(Page text)
# Complex Disordered Systems: Statistical Physics and Symbolic Computation

In systems of statistical physics, a few macroscopic quantities specify thermodynamic states (macrostates) which are realized by an ensemble of microscopic states (microstates), defined by the values of all degrees of freedom of all particles. Whereas some specific microstates are essentially irrelevant because they are extremely rare in number and thus highly improbable, a huge number of microstates are typical in the sense that it individually represents the macrostate in a faithful way. For simple systems the relevance of microscopic states is well understood. For instance, in an ideal gas in a finite box, by the assumption of the thermodynamics of microcanonical ensembles, each microscopic state is equally probable such that the probability of the gas being in a small part of the box is much smaller than it being distributed over the entire box. In this sense a microstate of the gas that is distributed over the available volume may be a faithful representation of macroscopic variables whereas the microstate of a the gas localized in a part of the box is essentially not relevant for the macrostate.

For many-particle systems with more complicated interactions than those assumed for the ideal gas, however, it is not well understood how microstates contribute to complex macroscopic ground states and other equilibria. Furthermore, for many systems of physical relevance the partition function or its equivalent, even for the ground state, cannot be computed such that these systems are poorly understood [1]. In the current project we study two different paradigmatic systems where we develop the theory and computation of complex macrostates. First, we consider the dynamics and equilibria of reorganization processes of particle aggregates on surfaces. Here we theoretically unified and explained several previous model-specific works and used the new theoretical insights to develop alternative, efficient algorithms to study properties of the equilibria. Second, we consider the anti-ferromagnetic Potts model, a paradigmatic system to study phase transitions in statistical physics; here we use an equivalence between the partition function of Potts models and representation-invariant polynomials in graph theory to compute these polynomials and thus all main observables. In particular, these results contribute towards understanding systems exhibiting ground state entropy, an exception to the third law of thermodynamics.

(Given instruction a) Pull out every line of the records that contains the word "handle".
The statistical physics text and the records are separate material.

(Stored rows)
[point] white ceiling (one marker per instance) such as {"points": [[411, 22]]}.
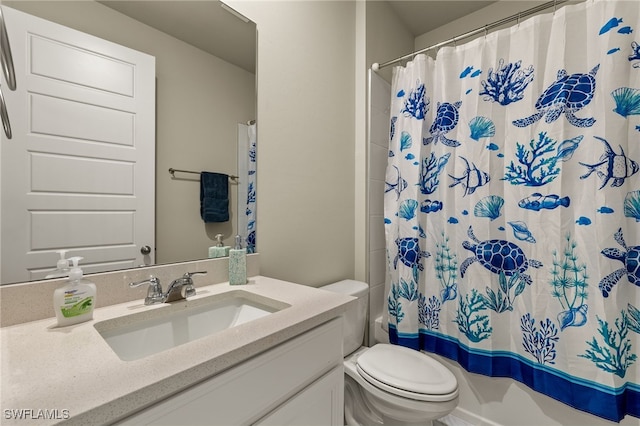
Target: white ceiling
{"points": [[203, 24], [208, 26], [422, 16]]}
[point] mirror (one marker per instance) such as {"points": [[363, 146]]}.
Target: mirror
{"points": [[205, 95]]}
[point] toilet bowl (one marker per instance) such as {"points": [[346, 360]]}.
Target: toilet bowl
{"points": [[389, 384]]}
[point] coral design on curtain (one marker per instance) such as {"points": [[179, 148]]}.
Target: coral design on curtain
{"points": [[512, 205], [251, 189]]}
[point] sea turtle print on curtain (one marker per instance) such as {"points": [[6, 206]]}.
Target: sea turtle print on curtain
{"points": [[512, 205]]}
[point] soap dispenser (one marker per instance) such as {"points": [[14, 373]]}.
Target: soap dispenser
{"points": [[62, 267], [238, 263], [220, 250], [74, 302]]}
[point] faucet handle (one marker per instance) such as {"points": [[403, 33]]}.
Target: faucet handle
{"points": [[189, 289], [154, 292], [190, 274]]}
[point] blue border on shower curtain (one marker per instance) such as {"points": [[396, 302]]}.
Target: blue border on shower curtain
{"points": [[590, 397]]}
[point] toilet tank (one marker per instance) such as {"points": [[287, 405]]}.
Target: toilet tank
{"points": [[355, 318]]}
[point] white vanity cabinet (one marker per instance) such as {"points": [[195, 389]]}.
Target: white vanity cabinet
{"points": [[297, 382]]}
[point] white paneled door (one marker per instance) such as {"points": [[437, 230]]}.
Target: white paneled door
{"points": [[78, 173]]}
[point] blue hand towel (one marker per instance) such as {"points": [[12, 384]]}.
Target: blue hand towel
{"points": [[214, 197]]}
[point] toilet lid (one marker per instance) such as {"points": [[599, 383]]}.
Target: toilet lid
{"points": [[406, 372]]}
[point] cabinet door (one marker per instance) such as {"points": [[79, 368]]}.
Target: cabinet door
{"points": [[248, 391], [321, 404]]}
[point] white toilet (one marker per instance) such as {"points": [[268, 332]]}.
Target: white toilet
{"points": [[389, 384]]}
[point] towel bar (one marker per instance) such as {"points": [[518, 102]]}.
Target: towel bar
{"points": [[172, 171]]}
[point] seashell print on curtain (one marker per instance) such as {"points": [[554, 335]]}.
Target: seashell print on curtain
{"points": [[512, 205]]}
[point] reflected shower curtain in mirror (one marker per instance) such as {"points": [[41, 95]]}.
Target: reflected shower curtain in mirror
{"points": [[251, 189], [512, 205]]}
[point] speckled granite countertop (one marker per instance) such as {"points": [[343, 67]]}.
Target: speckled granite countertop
{"points": [[73, 373]]}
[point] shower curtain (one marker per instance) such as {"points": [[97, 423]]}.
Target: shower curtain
{"points": [[250, 210], [512, 205]]}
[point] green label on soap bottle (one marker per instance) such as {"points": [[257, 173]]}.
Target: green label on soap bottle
{"points": [[84, 306]]}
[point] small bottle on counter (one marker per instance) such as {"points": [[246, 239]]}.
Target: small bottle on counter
{"points": [[219, 250], [74, 302], [238, 263]]}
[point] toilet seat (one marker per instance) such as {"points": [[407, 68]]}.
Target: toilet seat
{"points": [[407, 373]]}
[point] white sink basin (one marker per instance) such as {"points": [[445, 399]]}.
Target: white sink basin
{"points": [[139, 335]]}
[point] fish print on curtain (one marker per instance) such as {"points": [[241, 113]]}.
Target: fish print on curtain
{"points": [[251, 206], [512, 205]]}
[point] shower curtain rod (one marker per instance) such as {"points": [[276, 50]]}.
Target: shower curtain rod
{"points": [[376, 66]]}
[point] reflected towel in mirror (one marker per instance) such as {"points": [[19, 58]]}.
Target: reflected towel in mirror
{"points": [[214, 197]]}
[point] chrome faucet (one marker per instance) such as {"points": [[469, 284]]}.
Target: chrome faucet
{"points": [[179, 289]]}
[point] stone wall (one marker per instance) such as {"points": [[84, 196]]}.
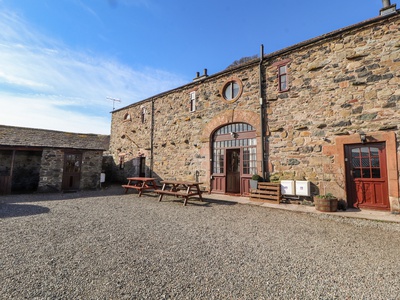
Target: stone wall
{"points": [[52, 164], [339, 84], [51, 170], [91, 169], [181, 138]]}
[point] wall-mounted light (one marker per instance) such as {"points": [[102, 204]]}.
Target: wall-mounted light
{"points": [[363, 136]]}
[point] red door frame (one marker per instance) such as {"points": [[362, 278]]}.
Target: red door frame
{"points": [[366, 174]]}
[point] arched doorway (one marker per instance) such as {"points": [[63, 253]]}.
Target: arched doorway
{"points": [[234, 158]]}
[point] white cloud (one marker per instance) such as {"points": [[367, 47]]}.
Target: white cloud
{"points": [[45, 84]]}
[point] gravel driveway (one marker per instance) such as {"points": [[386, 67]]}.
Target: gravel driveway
{"points": [[108, 245]]}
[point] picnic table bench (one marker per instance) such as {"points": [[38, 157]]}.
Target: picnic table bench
{"points": [[140, 184], [184, 189]]}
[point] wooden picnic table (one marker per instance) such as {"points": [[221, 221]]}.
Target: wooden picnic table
{"points": [[184, 189], [140, 184]]}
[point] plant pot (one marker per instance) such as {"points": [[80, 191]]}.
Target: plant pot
{"points": [[326, 204], [253, 184]]}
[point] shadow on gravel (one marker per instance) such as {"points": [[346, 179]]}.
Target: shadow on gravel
{"points": [[196, 202], [21, 210], [57, 196]]}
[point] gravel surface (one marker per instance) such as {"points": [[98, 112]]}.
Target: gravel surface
{"points": [[108, 245]]}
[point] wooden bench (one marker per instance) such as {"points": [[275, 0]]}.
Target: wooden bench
{"points": [[140, 184], [184, 189], [267, 192]]}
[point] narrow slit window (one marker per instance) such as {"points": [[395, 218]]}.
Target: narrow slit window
{"points": [[192, 101], [283, 78]]}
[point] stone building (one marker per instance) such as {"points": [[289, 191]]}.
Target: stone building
{"points": [[324, 111], [45, 160]]}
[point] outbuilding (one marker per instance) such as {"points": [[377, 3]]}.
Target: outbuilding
{"points": [[46, 160]]}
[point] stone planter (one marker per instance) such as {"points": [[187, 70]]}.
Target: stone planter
{"points": [[326, 204]]}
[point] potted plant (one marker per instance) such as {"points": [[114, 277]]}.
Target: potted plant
{"points": [[326, 202], [255, 179]]}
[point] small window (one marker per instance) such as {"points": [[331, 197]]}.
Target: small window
{"points": [[192, 101], [283, 78], [127, 117], [232, 90], [143, 114]]}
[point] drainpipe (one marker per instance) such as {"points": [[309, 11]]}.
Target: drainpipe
{"points": [[262, 111], [152, 139]]}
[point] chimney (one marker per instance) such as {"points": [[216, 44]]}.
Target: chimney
{"points": [[387, 8]]}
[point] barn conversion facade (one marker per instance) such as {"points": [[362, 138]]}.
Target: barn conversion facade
{"points": [[324, 111], [49, 161]]}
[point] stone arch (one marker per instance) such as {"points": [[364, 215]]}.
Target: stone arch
{"points": [[231, 116]]}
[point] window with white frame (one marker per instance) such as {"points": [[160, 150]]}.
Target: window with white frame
{"points": [[192, 101], [283, 78]]}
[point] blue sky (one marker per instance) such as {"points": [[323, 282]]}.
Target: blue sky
{"points": [[61, 59]]}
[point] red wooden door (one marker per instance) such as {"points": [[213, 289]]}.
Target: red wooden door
{"points": [[366, 174], [233, 171]]}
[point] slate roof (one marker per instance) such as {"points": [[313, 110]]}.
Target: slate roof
{"points": [[11, 136]]}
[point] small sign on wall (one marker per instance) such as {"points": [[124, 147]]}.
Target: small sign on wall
{"points": [[287, 187]]}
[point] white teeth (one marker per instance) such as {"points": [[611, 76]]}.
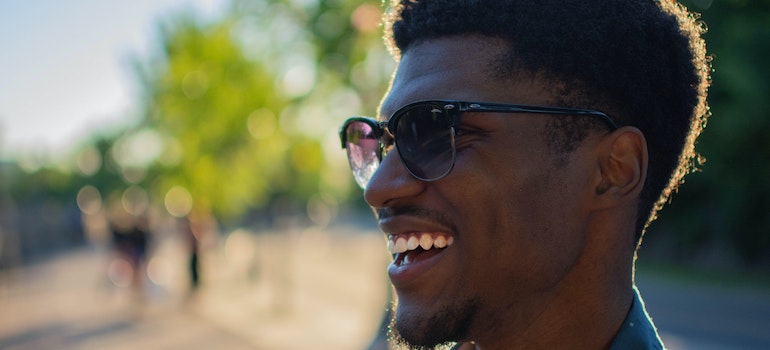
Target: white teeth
{"points": [[400, 246], [439, 242], [426, 241], [412, 243]]}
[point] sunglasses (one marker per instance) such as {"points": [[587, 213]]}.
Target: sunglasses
{"points": [[424, 135]]}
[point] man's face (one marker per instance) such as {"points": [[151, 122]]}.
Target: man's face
{"points": [[513, 213]]}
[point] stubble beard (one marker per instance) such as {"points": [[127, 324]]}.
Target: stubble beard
{"points": [[436, 331]]}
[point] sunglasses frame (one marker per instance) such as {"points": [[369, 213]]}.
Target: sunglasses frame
{"points": [[453, 110]]}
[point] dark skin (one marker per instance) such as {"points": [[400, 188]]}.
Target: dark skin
{"points": [[543, 250]]}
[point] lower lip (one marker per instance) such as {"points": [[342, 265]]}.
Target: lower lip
{"points": [[405, 275]]}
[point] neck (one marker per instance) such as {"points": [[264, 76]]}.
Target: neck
{"points": [[585, 310]]}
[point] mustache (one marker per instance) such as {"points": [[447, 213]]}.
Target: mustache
{"points": [[416, 211]]}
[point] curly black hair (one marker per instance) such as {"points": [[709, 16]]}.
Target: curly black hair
{"points": [[643, 62]]}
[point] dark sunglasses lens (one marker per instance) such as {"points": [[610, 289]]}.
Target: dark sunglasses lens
{"points": [[363, 149], [424, 141]]}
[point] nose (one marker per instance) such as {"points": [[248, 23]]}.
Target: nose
{"points": [[391, 182]]}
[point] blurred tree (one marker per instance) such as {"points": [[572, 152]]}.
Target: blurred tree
{"points": [[245, 108]]}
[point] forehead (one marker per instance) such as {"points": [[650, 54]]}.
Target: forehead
{"points": [[459, 68]]}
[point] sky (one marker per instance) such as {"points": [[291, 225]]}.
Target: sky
{"points": [[65, 67]]}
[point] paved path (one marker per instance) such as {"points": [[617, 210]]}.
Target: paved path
{"points": [[305, 290]]}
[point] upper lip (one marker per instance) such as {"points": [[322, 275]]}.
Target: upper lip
{"points": [[403, 224]]}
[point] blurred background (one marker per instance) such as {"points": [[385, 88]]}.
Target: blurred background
{"points": [[171, 176]]}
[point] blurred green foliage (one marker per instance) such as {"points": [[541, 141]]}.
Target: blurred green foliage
{"points": [[242, 112]]}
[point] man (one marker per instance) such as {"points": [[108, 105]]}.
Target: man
{"points": [[520, 153]]}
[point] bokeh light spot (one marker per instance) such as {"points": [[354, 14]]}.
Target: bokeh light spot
{"points": [[178, 201]]}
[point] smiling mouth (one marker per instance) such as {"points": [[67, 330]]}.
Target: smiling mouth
{"points": [[414, 247]]}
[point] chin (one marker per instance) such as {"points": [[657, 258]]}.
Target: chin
{"points": [[413, 327]]}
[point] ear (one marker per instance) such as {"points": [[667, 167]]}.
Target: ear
{"points": [[623, 162]]}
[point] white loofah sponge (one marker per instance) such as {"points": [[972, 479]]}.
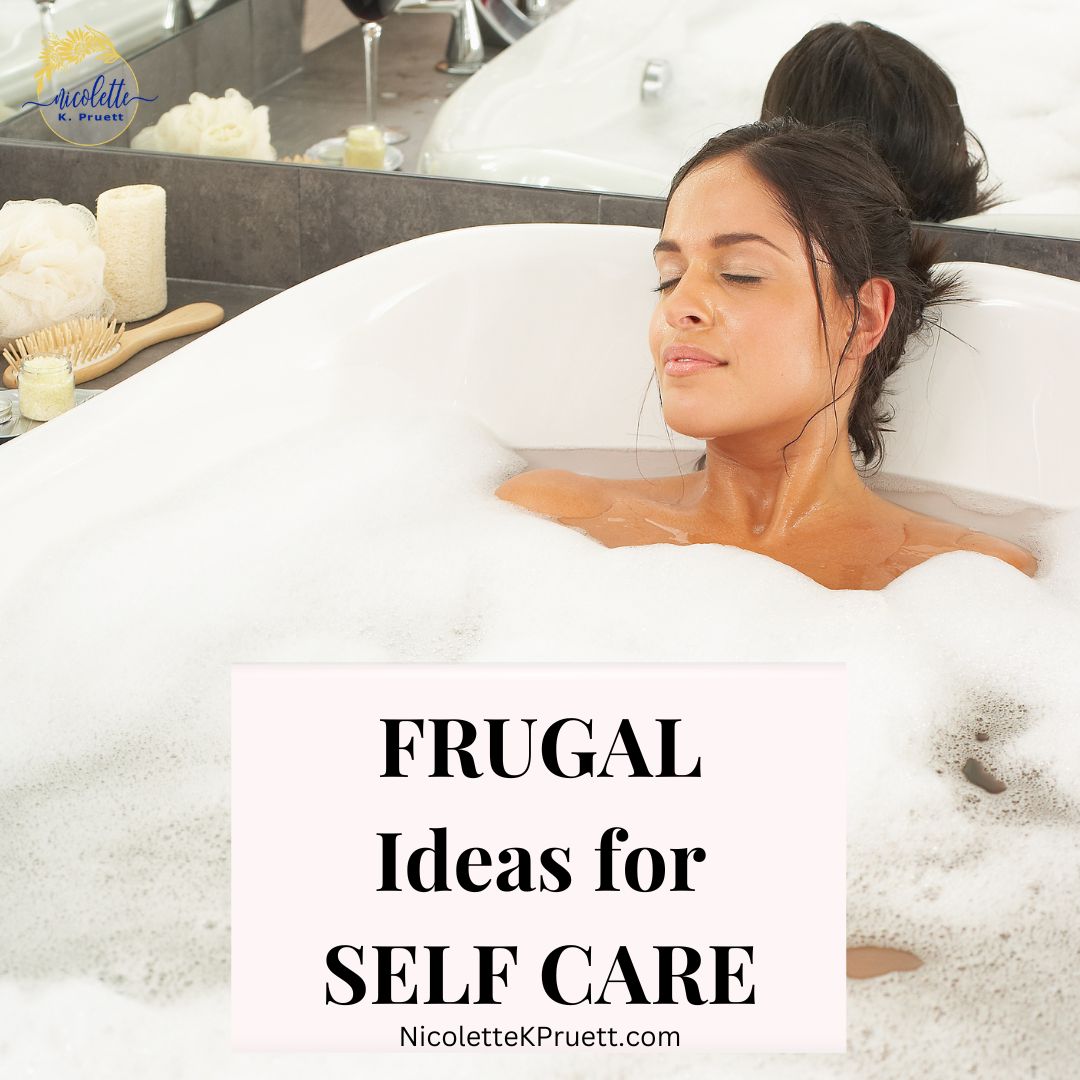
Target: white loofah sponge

(Given instruction b) Recast the paragraph of the statistical physics text beginning "For many-particle systems with more complicated interactions" as a bulleted list that keeps its main facts.

(Task response a)
[point] faucet handle (one marker per instance) such as {"points": [[403, 33]]}.
Target: faucet handle

(Task response b)
- For many-particle systems with interactions more complicated than those of the ideal gas, it is not well understood how microstates contribute to complex macroscopic ground states and other equilibria.
- For many physically relevant systems, the partition function or its equivalent cannot be computed, even for the ground state, so these systems are poorly understood.
- The project develops the theory and computation of complex macrostates in two paradigmatic systems:
  - Dynamics and equilibria of reorganization processes of particle aggregates on surfaces: several previous model-specific works were theoretically unified and explained, and the new insights were used to develop alternative, efficient algorithms for studying properties of the equilibria.
  - The anti-ferromagnetic Potts model, a paradigmatic system for studying phase transitions: an equivalence between Potts model partition functions and representation-invariant polynomials in graph theory is used to compute these polynomials and thus all main observables.
- These results contribute toward understanding systems with ground state entropy, an exception to the third law of thermodynamics.